**Page excerpt**:

“Moving Still: Performative Photography in India” is curated by Diana Freundl, Associate Curator of Asian Art and Gayatri Sinha, independent curator and Founder of Critical Collective. The exhibition features thirteen Indian artists and more than 100 works dating from the 1800s to the present day. Their photographic practices focus on constructing and reconstructing realities through performative means, by exploring themes of gender, religion and sexual identity. The exhibition includes works that range from the representation to the reshaping of the everyday, exemplifying the potentiality of the photographic medium in building new narratives through performance.
Photography has been popular in India since the mid-19th century, not long after its invention in France. At the time, photographers based in Mumbai, Kolkata and Madras organised lectures and exhibitions, and published journals that fostered an active culture of experimentation and exchange. The legacy of those early pioneers of photography lives on today in the work of contemporary artists.
“Moving Still” examines some key works from the early period of Indian photography, such as prints from Sawai Ram Singh II (1835–1880), the Maharaja of Jaipur from 1835 to 1880, known as India’s first “Photographer Prince”. The Maharaja was not only one of the first Indian photographers to make use of the medium in new artistic ways, but he was also one of the first that challenged the image of traditional masculinity in favour of a gentler, more sophisticated identity that through symbolism and theatricality represented an alternative masculinity. The “Photographer Prince” often performed in his photographs as the subject, sometimes dressed in regal garb with his dog Tatty.

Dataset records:
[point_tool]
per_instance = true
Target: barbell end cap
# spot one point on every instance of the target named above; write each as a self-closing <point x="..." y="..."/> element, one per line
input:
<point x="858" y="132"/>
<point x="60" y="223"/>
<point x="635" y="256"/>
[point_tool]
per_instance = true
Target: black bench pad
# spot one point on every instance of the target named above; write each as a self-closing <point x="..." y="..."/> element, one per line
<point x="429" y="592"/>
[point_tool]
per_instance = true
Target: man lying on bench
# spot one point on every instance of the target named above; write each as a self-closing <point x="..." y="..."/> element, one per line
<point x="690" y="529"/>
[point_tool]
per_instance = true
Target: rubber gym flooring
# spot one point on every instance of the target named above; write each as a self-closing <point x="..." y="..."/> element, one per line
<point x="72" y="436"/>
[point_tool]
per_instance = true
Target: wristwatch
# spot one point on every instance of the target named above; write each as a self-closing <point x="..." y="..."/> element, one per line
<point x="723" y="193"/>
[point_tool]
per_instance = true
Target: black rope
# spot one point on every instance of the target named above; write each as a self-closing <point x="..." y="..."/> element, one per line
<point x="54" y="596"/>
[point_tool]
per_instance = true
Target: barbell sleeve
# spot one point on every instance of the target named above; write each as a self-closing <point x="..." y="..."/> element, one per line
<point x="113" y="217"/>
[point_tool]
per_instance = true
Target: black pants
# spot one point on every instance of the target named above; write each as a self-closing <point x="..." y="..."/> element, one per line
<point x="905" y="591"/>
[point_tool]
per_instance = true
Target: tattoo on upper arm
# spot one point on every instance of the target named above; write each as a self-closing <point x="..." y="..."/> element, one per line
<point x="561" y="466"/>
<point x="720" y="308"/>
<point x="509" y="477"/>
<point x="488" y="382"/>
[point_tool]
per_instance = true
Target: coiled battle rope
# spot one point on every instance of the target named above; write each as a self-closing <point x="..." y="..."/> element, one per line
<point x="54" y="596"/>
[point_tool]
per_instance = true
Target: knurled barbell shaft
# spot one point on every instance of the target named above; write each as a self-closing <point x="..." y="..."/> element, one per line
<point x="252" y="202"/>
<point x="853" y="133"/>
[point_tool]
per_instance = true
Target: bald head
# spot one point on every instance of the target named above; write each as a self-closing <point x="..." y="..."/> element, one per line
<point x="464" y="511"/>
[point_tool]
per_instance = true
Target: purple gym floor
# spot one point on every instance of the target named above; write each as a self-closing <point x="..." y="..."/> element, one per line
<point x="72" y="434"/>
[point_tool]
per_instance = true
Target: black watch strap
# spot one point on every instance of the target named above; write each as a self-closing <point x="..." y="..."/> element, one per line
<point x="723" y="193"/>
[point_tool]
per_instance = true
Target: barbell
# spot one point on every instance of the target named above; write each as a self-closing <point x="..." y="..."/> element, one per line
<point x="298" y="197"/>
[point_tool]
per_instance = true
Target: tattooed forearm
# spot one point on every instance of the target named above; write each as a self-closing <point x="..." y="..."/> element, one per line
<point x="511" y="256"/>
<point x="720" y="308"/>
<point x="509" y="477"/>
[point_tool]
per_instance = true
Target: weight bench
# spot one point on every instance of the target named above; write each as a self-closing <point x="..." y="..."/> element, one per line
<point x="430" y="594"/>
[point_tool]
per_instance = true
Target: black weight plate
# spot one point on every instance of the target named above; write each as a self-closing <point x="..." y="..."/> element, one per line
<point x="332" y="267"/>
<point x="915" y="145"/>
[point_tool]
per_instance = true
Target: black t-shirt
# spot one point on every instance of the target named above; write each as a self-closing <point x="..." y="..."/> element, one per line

**Required actions**:
A: Reproduce the part of the exhibition text starting at "Photography has been" and ending at "of contemporary artists.".
B: Based on the exhibition text, decide whether each statement agrees with it: (i) the exhibition includes more than 100 works; (ii) photography first became popular in India in the early 20th century; (iii) the Maharaja of Jaipur sometimes appeared in his photographs with his cat. Answer yes or no for each and quote the words that decide it.

**Task-by-task outputs**:
A:
Photography has been popular in India since the mid-19th century, not long after its invention in France. At the time, photographers based in Mumbai, Kolkata and Madras organised lectures and exhibitions, and published journals that fostered an active culture of experimentation and exchange. The legacy of those early pioneers of photography lives on today in the work of contemporary artists.

B:
(i) Yes: "more than 100 works dating from the 1800s to the present day."
(ii) No: "Photography has been popular in India since the mid-19th century."
(iii) No: "sometimes dressed in regal garb with his dog Tatty."